■ **BRIEF**
Copy the data below word for word, keeping every line unchanged and in its original order.

= = = =

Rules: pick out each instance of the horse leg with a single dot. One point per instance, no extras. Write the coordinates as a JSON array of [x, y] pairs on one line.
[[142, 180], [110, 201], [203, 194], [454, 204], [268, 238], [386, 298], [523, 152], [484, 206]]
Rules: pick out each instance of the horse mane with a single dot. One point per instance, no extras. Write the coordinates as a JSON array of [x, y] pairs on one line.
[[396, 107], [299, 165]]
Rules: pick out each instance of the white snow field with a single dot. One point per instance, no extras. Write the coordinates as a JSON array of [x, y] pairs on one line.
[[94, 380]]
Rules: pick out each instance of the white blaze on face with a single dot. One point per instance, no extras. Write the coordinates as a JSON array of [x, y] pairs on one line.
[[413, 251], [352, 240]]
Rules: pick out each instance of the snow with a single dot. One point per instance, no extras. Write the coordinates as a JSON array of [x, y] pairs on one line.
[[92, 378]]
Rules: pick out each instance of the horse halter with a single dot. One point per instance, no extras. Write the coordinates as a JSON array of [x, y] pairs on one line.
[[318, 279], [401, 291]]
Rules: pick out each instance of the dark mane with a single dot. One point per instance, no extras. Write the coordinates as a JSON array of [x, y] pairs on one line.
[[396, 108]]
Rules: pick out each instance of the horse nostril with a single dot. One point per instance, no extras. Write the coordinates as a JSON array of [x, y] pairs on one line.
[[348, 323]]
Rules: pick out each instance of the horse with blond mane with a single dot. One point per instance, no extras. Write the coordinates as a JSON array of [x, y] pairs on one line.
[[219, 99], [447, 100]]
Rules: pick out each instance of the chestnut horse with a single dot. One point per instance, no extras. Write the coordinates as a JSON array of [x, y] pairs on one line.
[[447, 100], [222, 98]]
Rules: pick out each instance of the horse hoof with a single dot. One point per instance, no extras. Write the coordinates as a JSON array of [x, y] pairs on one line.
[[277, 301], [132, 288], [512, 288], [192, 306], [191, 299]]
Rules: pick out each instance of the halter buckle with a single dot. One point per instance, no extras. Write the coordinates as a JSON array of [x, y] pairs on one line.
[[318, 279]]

= = = =

■ **RESULT**
Rules: pick out each instance of the horse leg with a single dot. One point per instance, no extras. Write the coordinates as a JSON array of [x, y] pairs on one line.
[[142, 180], [110, 201], [203, 194], [454, 204], [268, 238], [386, 298], [523, 152], [484, 206]]
Rules: pick out each instance of the horse mane with a single dot. One point per instance, no extras. Write the coordinates as a JSON array of [x, y] pairs on one line.
[[396, 107], [299, 165]]
Rules: pick out each instance of the white snow field with a single dot. One point per instance, no extras. Write the coordinates as a JSON array of [x, y] pairs on one line.
[[94, 380]]
Rules: pick out each instance of the white blaze on face with a single dot. One point per instance, no extras. Write the coordinates as a JSON array of [x, y] pairs on one line.
[[413, 251], [352, 240]]
Rules: pick out each instance of the snow with a single dot. One point per instance, no extras. Write the coordinates as a JSON array of [x, y] pairs on one line.
[[92, 378]]
Rules: pick out each instance of the horse halter with a single dot. One point per instance, no extras. Write the coordinates as a JSON array of [x, y] pairs on one line.
[[318, 279], [401, 291]]
Rules: pick out each instance of the dark mane with a single dot. One point per instance, no extras. Write the coordinates as a JSON array of [x, y] pairs on one line.
[[396, 108]]
Rules: pick out each instance of the horse nostril with a single dot. One point per instance, no extras. Write the coordinates as a JSON array of [x, y] pairs on one line.
[[348, 323]]
Rules: pick out each instance of the horse with blond mane with a single dot. One point per instance, no extras. Write the coordinates as a JSON array of [x, y] pairs on one line.
[[219, 99], [447, 100]]
Rules: pick out each instance of the chestnut horse with a single dot. One point per instance, no extras. Write the coordinates as a JSON array of [x, y] pairs on one line.
[[447, 100], [222, 98]]
Rules: pick out each instance of the horse hoof with a single dot. One point per instance, no extras. Write the coordinates as a JSON array of [x, y] pairs on one line.
[[277, 301], [132, 288], [512, 288], [192, 306], [191, 299]]
Rules: pick out each instance of the halter buckle with a single dot. One point per instance, no extras. Write the coordinates as a JSON array of [x, y] pairs on one line.
[[318, 279]]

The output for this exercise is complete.